# Requirement:
Please copy, without any change, the lines in the rows below from the line with "of bicycle handlebar" through the line with "top-left (510, 143), bottom-right (538, 169)", including both of those lines.

# Record list:
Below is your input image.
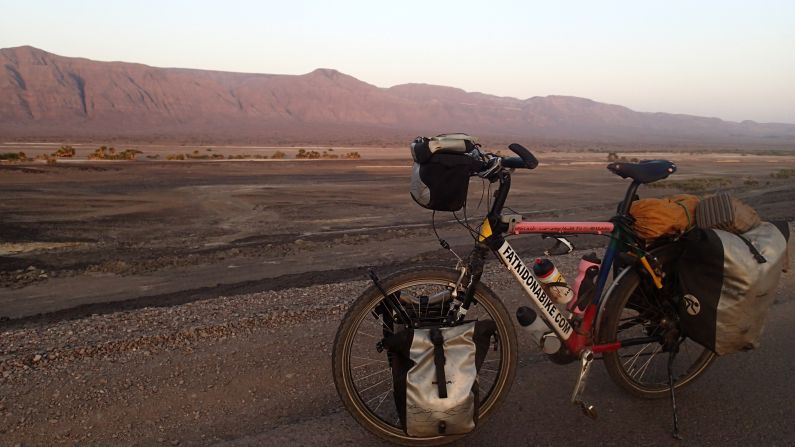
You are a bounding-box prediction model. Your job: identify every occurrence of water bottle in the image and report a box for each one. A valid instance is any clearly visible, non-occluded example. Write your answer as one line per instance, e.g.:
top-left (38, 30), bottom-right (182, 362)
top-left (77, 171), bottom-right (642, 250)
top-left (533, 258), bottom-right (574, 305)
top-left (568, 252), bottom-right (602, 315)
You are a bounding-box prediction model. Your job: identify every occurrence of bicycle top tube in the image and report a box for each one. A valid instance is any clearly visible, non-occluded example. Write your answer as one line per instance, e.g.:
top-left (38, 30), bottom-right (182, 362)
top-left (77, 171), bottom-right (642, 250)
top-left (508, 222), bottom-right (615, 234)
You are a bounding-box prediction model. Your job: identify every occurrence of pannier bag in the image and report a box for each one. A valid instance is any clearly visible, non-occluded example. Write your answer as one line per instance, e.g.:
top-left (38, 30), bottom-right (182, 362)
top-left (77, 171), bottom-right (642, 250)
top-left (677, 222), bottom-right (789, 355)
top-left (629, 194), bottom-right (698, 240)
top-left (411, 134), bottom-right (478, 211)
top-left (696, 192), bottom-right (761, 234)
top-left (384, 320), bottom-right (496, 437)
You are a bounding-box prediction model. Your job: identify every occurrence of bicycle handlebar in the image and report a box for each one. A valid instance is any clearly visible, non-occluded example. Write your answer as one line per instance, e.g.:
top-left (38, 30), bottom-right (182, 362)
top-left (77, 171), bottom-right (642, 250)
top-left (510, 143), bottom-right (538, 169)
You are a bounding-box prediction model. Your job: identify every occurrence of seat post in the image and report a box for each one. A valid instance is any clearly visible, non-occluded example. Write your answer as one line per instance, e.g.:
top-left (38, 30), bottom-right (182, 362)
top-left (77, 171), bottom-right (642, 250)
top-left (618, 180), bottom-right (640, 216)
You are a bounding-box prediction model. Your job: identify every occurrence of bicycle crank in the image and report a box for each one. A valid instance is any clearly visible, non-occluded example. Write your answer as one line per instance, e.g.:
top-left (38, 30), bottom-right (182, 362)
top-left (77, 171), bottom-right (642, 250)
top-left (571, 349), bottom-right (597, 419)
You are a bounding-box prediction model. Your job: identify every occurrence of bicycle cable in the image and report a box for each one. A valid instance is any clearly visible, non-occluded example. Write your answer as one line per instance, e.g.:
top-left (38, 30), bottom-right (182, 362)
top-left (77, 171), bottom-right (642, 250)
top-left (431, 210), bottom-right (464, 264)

# Result of this exercise:
You are a bounding-box prediction model. Your job: identify every occurrence of bicycle handlebar in the image and report a box for each one. A valid instance is any clearly visible, non-occluded example. Write your answer as one line per instance, e.g.:
top-left (38, 30), bottom-right (182, 362)
top-left (77, 171), bottom-right (642, 250)
top-left (510, 143), bottom-right (538, 169)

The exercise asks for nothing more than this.